**Задание 1:** Перечислите все номера сносок в квадратных скобках, встречающиеся в приведенном ниже тексте об эсэсовских судьях.

--

Начальник Главного судебного управления СС в Мюнхене Франц Брайтхаупт – сам не юрист – заявил, что «судьи СС не "юристы", а командиры, знающие право»[91]. Судебной системе организации следовало находиться в руках «молодых, свежих лидеров СС», а не «перестарков и дряхлых юристов»[92]. Как замечает историк Джеймс Вайнгартнер, эсэсовский судья «должен был вести себя принципиально иначе, чем в традиционном суде. Ведомый не буквой закона, он был в идеале политическим борцом и воспитателем, для которого принцип важнее нормы права»[93].

На самом деле, однако, большинство эсэсовских судей имели юридическое образование и до войны работали адвокатами или прокурорами[94]. Следовательно, они постоянно сталкивались с противоречивыми требованиями. С одной стороны, им вменялось в обязанность стоять на защите идеалов СС, что предоставляло им широкую свободу действий. С другой стороны, они все еще должны были придерживаться действующих законов. Блюсти закон и в то же время следовать идеалам СС было нелегко.

--

**Задание 2:** Воспроизведите без изменений строки записей ниже, начиная с самой первой строки записей и заканчивая строкой, содержащей «462,119 -> 571,352», включая обе границы.

--

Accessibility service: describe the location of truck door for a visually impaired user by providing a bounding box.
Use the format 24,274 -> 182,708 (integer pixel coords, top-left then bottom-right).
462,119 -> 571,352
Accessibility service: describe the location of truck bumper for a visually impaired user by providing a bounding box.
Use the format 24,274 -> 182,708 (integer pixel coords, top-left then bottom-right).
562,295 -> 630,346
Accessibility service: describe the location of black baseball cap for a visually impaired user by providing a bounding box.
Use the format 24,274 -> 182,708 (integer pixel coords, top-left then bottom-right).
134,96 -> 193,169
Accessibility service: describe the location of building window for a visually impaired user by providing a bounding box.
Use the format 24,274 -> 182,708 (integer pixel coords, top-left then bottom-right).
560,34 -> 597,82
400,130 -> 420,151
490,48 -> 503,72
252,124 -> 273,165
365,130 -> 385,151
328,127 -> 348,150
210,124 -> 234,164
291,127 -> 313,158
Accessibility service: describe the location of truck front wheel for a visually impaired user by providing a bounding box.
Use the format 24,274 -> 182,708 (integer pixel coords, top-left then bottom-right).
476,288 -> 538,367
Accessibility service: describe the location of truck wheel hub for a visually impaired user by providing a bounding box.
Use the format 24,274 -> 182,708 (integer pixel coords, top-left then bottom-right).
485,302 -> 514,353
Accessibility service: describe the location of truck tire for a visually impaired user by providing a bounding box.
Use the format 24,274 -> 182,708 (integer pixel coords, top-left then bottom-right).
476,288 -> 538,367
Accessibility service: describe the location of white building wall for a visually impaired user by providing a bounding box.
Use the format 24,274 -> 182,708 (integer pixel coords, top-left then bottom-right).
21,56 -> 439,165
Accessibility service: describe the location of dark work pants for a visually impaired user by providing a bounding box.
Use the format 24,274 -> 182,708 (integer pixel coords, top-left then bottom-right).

--

**Полный ответ 1:** [91], [92], [93], [94]

**Полный ответ 2:**
Accessibility service: describe the location of truck door for a visually impaired user by providing a bounding box.
Use the format 24,274 -> 182,708 (integer pixel coords, top-left then bottom-right).
462,119 -> 571,352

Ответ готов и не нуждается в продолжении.